Copy, from the data below, every line that has "cabinet" in it.

[Referring expression data]
-- -- --
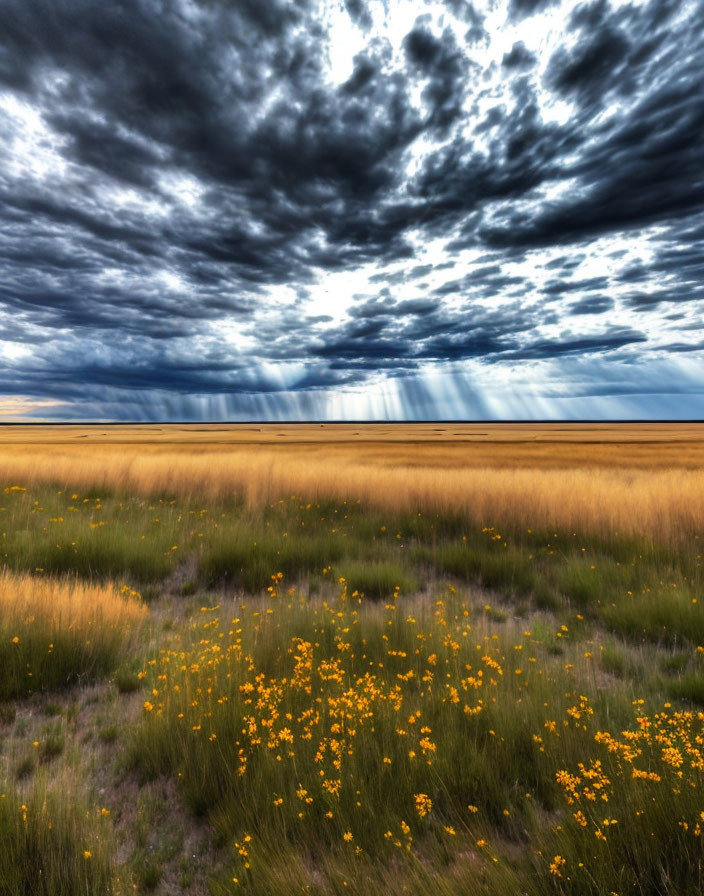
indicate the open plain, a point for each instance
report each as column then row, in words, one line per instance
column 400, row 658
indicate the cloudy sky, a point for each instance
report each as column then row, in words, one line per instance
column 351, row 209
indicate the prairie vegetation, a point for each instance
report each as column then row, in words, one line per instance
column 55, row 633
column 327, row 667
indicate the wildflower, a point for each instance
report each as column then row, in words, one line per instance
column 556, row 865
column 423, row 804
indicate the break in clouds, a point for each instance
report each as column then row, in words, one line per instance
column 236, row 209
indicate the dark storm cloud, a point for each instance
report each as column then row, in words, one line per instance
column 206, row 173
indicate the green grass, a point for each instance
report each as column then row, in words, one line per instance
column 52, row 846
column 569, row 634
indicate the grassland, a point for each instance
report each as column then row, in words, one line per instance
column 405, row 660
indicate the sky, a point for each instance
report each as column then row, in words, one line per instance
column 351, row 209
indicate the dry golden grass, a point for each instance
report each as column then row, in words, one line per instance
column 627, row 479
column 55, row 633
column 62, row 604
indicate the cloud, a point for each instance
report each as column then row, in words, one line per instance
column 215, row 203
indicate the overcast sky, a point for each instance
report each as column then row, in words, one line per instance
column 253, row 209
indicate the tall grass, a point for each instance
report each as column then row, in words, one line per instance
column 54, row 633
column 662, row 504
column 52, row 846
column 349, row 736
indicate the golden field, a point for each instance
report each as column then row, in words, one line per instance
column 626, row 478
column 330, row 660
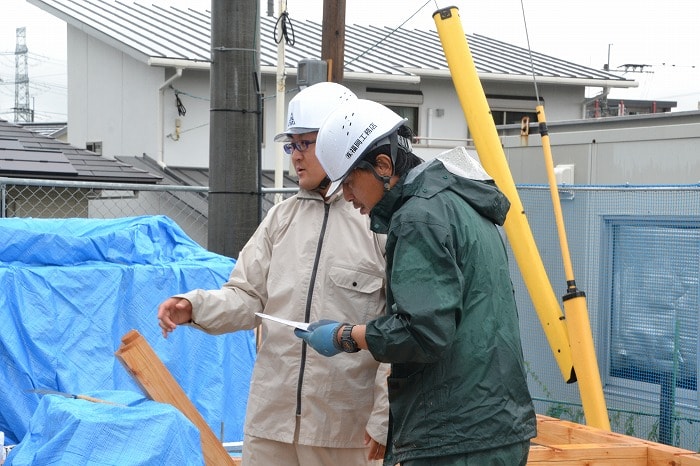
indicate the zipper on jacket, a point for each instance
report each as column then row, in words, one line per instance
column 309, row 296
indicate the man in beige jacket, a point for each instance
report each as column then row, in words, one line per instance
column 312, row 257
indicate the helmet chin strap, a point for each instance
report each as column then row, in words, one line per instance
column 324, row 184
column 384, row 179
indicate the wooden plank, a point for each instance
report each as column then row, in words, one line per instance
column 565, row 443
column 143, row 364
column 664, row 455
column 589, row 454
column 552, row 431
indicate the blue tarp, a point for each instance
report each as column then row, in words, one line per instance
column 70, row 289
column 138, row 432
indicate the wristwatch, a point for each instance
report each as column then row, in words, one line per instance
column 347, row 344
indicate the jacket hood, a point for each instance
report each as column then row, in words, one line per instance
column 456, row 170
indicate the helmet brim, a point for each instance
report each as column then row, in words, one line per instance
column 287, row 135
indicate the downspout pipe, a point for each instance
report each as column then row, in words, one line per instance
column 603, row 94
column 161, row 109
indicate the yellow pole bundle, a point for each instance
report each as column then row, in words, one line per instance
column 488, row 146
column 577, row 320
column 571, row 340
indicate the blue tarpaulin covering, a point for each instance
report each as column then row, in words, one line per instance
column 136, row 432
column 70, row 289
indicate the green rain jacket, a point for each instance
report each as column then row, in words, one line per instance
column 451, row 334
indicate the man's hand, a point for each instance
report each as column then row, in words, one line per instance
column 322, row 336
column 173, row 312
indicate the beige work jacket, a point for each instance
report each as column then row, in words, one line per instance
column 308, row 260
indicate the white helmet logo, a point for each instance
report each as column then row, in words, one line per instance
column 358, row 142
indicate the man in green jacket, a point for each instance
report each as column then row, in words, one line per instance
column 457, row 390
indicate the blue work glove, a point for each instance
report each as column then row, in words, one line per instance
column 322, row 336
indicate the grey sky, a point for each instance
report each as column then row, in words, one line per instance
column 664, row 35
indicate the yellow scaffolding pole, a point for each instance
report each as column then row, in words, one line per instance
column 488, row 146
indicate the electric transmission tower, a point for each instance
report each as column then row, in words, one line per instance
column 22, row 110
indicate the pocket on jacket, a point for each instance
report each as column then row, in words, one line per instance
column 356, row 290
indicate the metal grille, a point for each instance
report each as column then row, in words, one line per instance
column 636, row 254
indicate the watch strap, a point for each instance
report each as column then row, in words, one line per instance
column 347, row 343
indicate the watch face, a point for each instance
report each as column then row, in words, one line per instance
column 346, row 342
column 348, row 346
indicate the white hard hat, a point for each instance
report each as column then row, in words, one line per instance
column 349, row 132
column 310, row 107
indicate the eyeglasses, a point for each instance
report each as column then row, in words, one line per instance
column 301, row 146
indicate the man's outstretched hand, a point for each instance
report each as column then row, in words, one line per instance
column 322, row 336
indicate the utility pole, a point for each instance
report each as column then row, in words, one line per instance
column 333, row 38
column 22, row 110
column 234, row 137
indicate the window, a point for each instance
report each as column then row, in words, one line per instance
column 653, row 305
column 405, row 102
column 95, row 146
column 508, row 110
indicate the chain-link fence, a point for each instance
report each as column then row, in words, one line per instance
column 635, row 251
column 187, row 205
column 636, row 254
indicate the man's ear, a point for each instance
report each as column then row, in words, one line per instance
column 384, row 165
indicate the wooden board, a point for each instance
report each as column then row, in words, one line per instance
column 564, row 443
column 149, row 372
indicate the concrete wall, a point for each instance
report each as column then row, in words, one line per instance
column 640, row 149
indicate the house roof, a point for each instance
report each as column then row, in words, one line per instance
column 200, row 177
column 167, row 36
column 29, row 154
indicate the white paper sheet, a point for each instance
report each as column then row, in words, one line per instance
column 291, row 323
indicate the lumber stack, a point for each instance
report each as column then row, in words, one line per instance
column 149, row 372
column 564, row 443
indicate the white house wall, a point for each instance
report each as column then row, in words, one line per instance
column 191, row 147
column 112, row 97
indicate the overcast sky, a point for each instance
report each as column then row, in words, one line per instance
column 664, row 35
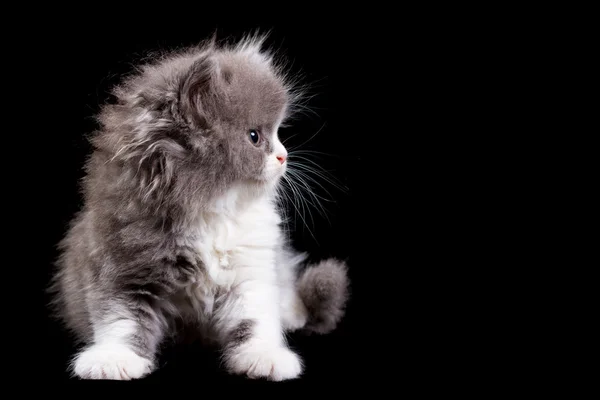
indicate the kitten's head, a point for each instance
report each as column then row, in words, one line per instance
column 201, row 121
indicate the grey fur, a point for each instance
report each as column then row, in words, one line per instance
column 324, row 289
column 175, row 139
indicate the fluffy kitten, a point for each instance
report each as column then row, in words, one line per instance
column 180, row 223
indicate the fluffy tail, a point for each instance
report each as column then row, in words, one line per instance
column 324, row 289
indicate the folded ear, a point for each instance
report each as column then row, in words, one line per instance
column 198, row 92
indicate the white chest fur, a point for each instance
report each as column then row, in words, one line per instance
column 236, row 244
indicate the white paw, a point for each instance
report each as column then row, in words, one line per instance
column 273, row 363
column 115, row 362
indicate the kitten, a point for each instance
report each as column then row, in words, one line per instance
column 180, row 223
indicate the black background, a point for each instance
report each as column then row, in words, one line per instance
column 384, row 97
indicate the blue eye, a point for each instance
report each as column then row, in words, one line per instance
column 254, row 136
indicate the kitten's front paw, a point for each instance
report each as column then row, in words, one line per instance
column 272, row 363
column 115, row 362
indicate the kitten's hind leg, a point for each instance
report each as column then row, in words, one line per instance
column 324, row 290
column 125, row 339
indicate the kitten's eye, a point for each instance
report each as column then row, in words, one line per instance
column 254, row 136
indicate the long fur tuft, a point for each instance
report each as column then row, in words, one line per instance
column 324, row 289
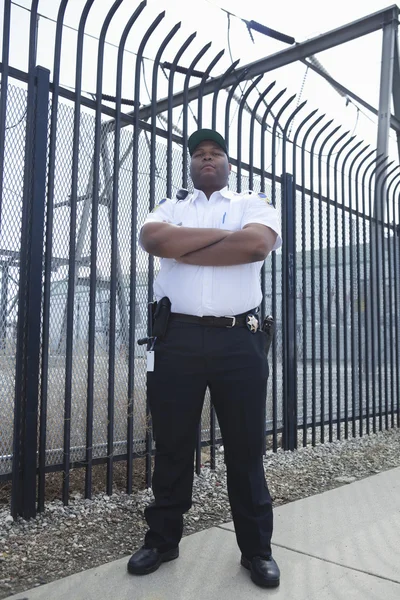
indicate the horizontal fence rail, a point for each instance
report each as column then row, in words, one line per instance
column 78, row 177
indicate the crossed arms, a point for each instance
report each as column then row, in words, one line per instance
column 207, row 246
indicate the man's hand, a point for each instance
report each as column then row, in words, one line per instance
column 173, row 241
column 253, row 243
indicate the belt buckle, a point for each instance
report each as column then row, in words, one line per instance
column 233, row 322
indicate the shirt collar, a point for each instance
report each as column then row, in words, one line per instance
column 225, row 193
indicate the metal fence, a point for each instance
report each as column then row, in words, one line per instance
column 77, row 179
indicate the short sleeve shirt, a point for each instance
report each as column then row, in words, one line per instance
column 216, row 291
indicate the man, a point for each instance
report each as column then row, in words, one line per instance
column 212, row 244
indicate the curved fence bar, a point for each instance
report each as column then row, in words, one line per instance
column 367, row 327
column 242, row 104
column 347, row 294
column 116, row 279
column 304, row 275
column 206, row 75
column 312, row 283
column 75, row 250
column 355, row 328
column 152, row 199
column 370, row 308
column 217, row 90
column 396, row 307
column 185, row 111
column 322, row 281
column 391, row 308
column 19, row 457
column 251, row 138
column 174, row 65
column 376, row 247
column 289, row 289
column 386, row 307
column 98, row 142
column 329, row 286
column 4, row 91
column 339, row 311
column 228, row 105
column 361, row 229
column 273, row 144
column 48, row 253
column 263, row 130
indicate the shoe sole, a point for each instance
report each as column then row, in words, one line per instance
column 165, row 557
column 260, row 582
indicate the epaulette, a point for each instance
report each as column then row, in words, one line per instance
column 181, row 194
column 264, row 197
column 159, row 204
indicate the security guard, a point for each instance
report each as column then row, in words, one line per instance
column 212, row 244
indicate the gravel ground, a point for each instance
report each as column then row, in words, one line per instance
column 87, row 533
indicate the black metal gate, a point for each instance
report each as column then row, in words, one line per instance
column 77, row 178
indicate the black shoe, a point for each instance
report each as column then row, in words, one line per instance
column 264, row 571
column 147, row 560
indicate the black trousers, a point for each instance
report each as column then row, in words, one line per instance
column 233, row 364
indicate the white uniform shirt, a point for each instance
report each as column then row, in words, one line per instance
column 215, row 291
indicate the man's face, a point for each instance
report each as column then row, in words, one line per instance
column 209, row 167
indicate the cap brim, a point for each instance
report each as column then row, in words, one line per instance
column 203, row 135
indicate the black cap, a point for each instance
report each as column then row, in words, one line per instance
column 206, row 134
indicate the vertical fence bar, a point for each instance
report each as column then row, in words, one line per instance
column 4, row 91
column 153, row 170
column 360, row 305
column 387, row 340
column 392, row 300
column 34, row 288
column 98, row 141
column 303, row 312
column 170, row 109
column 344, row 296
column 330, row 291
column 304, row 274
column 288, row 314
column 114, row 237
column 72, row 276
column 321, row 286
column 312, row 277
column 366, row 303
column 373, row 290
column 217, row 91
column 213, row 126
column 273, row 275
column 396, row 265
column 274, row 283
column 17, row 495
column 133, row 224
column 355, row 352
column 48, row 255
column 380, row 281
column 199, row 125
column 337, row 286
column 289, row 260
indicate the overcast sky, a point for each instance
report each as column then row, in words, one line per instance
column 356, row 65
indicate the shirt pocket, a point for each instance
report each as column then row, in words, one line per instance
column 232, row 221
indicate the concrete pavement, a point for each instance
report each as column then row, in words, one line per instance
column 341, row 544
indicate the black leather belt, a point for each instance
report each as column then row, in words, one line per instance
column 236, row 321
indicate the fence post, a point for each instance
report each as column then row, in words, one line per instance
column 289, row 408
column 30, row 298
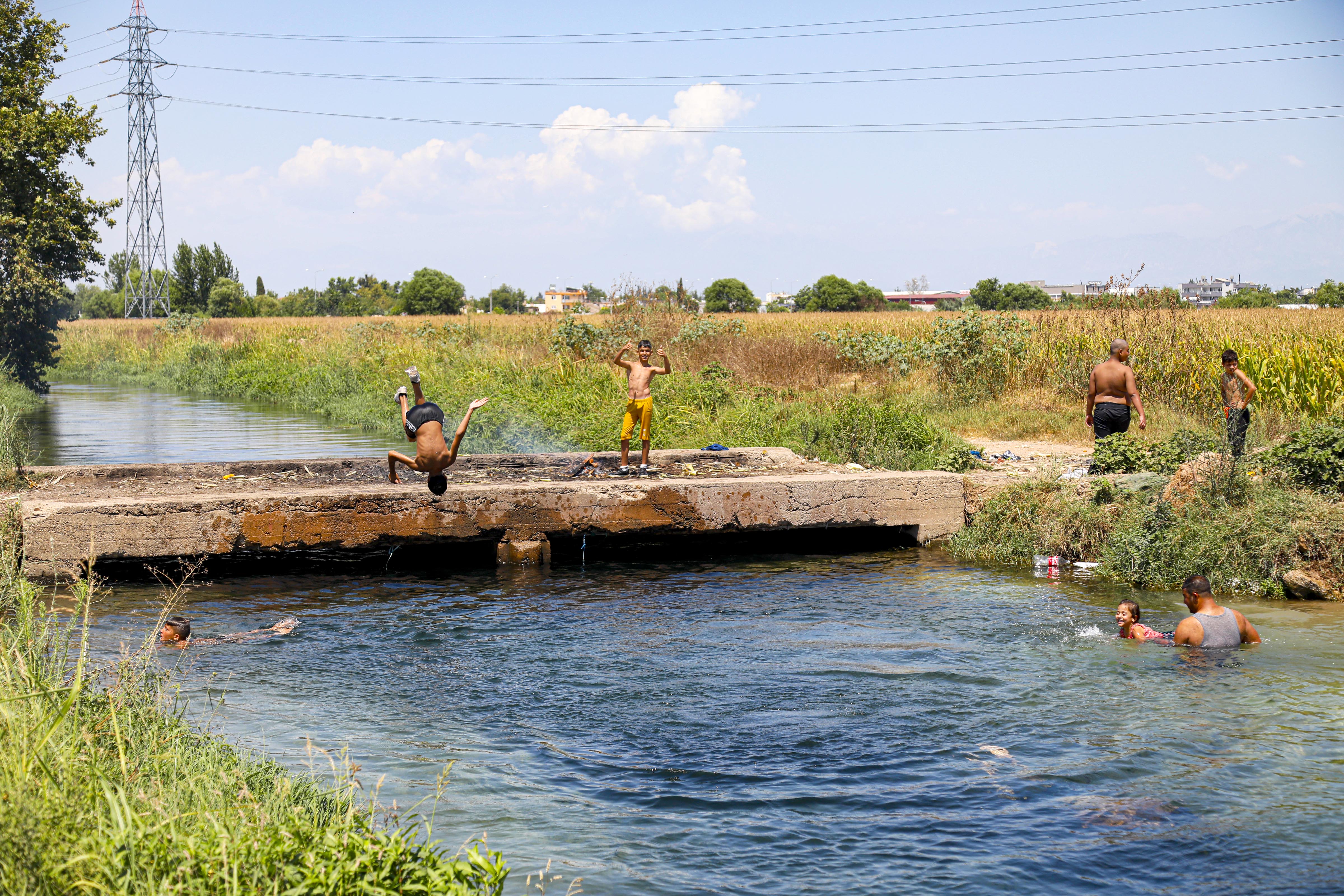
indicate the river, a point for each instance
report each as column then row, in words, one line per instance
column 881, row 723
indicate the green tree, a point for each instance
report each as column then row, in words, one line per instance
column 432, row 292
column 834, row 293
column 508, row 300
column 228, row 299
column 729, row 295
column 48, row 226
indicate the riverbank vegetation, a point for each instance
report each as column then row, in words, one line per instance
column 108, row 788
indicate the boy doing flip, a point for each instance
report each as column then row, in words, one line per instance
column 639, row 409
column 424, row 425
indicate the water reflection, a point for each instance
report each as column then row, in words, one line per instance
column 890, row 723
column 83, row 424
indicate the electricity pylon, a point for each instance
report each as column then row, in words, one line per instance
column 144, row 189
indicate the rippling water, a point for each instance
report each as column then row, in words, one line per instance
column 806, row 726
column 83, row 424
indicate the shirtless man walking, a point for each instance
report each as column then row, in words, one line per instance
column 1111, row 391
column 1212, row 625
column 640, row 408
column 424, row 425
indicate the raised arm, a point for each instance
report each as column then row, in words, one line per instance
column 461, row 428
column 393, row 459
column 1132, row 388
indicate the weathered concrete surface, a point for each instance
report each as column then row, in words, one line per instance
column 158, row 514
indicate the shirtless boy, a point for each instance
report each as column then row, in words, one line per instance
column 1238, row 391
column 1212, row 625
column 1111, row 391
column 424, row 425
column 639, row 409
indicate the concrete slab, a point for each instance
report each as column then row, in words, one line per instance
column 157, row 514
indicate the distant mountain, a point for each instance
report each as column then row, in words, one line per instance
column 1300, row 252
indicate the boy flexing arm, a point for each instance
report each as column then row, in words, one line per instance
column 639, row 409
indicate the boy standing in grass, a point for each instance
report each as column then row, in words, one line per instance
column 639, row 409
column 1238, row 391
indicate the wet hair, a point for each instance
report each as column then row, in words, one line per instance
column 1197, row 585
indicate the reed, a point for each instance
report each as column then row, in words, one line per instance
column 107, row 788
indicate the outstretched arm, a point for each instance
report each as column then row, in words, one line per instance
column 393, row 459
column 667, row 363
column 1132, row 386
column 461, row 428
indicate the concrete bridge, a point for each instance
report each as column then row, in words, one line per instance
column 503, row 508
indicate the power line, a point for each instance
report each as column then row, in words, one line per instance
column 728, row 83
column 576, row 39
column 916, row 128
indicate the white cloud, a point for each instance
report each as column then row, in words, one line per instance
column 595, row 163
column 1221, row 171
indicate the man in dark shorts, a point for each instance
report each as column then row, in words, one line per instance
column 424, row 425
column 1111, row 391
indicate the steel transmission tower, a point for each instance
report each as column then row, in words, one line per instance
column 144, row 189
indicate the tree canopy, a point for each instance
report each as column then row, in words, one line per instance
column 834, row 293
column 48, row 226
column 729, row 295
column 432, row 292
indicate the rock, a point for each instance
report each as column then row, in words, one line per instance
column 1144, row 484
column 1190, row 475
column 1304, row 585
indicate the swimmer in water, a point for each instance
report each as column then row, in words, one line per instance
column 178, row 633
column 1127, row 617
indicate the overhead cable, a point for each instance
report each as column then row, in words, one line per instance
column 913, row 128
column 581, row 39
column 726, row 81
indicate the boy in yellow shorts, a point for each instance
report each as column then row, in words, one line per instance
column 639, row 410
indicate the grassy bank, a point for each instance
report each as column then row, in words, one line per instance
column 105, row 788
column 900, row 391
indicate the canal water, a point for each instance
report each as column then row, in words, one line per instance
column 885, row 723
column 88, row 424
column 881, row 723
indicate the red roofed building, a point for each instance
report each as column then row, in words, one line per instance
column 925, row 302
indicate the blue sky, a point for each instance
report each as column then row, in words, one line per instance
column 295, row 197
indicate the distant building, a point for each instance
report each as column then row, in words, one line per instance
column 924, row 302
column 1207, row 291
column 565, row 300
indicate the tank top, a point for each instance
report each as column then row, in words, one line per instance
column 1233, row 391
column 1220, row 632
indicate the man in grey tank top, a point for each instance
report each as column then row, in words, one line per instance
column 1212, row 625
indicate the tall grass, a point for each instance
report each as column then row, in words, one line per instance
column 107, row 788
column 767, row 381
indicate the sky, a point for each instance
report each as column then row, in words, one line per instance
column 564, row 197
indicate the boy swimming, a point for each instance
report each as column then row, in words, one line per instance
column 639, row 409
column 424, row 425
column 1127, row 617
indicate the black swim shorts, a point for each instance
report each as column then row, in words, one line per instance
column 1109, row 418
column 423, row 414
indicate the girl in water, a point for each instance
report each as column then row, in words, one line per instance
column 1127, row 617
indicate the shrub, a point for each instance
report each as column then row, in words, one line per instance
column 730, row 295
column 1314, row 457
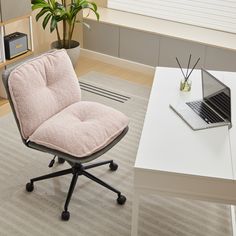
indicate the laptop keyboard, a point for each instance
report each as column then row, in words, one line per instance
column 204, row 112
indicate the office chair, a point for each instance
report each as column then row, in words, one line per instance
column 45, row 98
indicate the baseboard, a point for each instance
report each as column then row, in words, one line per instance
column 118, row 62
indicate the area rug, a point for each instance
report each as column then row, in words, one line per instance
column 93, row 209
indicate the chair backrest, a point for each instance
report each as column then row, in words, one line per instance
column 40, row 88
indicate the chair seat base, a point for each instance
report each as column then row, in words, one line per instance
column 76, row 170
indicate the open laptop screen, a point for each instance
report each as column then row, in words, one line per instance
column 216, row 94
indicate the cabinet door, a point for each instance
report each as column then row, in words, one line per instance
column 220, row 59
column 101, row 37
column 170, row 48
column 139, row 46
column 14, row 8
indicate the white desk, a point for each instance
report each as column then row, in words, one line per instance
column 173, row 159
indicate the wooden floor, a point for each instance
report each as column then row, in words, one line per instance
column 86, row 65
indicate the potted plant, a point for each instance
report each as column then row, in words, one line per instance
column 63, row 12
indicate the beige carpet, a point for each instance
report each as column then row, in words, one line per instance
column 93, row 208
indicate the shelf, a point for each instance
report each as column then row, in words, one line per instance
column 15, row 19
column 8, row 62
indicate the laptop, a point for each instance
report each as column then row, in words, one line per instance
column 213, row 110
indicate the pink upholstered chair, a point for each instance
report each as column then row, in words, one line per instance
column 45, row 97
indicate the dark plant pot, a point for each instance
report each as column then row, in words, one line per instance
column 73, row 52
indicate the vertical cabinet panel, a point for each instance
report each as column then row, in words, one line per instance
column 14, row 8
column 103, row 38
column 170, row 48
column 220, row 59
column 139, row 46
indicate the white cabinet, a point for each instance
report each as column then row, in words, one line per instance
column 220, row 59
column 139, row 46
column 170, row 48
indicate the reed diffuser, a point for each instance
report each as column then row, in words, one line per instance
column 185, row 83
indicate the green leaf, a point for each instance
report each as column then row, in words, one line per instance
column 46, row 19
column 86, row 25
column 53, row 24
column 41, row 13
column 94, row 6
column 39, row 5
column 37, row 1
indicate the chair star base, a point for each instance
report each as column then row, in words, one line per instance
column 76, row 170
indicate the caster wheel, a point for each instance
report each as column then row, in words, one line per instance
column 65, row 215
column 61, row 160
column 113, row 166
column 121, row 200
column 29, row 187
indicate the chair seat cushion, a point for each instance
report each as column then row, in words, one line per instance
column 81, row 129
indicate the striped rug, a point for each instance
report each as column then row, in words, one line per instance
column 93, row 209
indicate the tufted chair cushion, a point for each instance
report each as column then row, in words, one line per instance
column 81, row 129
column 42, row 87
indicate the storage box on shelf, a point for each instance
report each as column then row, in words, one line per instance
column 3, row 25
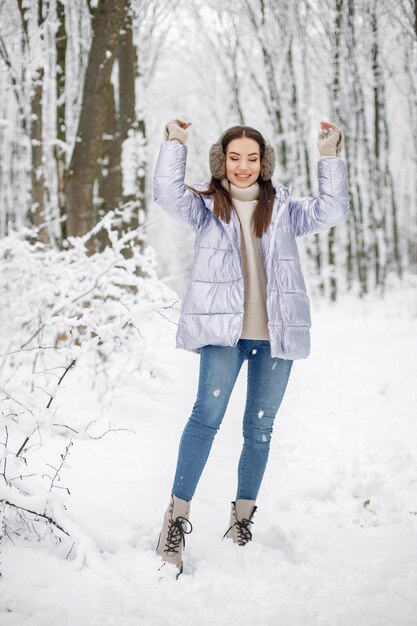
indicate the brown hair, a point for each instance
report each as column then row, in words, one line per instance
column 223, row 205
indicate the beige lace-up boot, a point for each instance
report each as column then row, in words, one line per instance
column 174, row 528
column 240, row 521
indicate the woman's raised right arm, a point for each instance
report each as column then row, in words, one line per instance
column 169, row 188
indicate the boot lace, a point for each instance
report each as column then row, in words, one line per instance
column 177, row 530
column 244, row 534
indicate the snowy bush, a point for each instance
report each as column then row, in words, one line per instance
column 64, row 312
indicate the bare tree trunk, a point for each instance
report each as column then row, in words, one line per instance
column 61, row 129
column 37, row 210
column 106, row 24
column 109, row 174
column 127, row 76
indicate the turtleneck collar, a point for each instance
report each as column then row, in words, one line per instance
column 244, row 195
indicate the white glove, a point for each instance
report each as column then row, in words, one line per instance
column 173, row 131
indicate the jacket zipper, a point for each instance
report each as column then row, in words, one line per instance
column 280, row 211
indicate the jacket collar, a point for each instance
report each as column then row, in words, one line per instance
-- -- --
- _Task result_
indicate the cabinet door, a point for each instance
indicate the vertical cabinet panel, a point for each instance
indicate the white cabinet, a point for each instance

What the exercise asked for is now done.